Records held in a dataset:

╭──

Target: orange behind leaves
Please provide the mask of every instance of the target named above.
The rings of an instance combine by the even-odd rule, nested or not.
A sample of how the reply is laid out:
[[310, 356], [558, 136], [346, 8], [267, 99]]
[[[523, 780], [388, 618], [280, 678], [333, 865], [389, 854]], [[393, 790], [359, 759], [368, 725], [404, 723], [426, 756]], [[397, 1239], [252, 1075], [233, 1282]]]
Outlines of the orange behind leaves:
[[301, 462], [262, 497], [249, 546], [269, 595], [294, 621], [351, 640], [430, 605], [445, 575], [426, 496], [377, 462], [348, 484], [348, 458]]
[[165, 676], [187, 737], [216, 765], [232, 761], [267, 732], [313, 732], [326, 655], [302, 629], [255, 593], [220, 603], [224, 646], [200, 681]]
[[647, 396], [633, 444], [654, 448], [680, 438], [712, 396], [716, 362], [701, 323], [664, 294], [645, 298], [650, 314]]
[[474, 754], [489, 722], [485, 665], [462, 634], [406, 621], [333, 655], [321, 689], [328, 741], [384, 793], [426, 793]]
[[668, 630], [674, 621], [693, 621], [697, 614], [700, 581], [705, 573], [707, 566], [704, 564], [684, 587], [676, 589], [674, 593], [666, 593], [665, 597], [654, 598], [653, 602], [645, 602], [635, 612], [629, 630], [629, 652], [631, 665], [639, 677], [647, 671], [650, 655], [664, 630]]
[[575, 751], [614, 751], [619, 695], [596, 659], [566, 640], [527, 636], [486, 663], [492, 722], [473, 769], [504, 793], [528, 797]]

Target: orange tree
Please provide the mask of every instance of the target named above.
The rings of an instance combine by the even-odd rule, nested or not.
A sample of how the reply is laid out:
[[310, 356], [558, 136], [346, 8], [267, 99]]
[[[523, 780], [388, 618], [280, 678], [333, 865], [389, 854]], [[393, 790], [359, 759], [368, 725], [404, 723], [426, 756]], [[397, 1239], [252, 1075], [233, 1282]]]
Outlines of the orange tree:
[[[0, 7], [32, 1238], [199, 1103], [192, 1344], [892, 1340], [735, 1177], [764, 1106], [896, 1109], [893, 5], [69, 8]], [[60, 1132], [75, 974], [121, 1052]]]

╰──

**WHAT TO WORK ON**
Recast every line of the entries above as a Markdown table with two columns, Row and Line. Number the rows and omit blank lines.

**PROBLEM SOLUTION**
| Row | Line |
|---|---|
| 1 | Target: orange behind leaves |
| 2 | Please provide the mask of every instance of the target named above. |
| 3 | The rings of an instance combine by the even-odd rule, nested or not. |
| 4 | A sample of how the reply is laid out: |
| 5 | [[310, 356], [558, 136], [346, 8], [267, 99]] |
| 6 | [[[523, 780], [388, 618], [280, 678], [333, 865], [389, 854]], [[393, 790], [359, 759], [368, 725], [404, 723], [426, 756]], [[397, 1239], [252, 1075], [233, 1282]]] |
| 7 | Outlines of the orange behind leaves: |
| 8 | [[301, 462], [262, 497], [249, 546], [269, 595], [294, 621], [351, 640], [430, 605], [445, 575], [426, 496], [377, 462], [348, 484], [348, 458]] |
| 9 | [[165, 676], [187, 737], [216, 765], [232, 761], [267, 732], [313, 732], [326, 655], [302, 629], [255, 593], [220, 603], [224, 646], [200, 681]] |
| 10 | [[647, 396], [633, 444], [654, 448], [680, 438], [712, 396], [716, 362], [701, 323], [664, 294], [645, 298], [650, 314]] |
| 11 | [[474, 754], [489, 722], [485, 665], [462, 634], [406, 621], [333, 655], [321, 689], [328, 741], [384, 793], [426, 793]] |
| 12 | [[668, 630], [674, 621], [693, 621], [697, 614], [700, 581], [705, 573], [707, 566], [704, 564], [684, 587], [676, 589], [674, 593], [666, 593], [665, 597], [654, 598], [653, 602], [645, 602], [635, 612], [629, 630], [629, 652], [631, 665], [639, 677], [647, 671], [650, 655], [664, 630]] |
| 13 | [[575, 751], [614, 751], [619, 695], [596, 659], [566, 640], [527, 636], [486, 663], [492, 722], [473, 769], [504, 793], [528, 797]] |
| 14 | Target: orange tree |
| 15 | Please provide the mask of every instance of the target named above. |
| 16 | The rings of an instance combine by the even-odd rule, nested or not. |
| 17 | A sample of how the reply is laid out: |
| 18 | [[310, 356], [558, 136], [346, 8], [267, 99]] |
| 19 | [[[523, 780], [388, 618], [280, 678], [333, 865], [389, 854]], [[393, 790], [359, 759], [368, 725], [404, 723], [426, 756]], [[397, 1239], [252, 1075], [233, 1282]]] |
| 20 | Outlines of the orange tree: |
| 21 | [[[0, 7], [32, 1238], [199, 1103], [192, 1344], [892, 1340], [735, 1177], [764, 1106], [896, 1109], [893, 5], [69, 8]], [[60, 1132], [75, 974], [121, 1052]]] |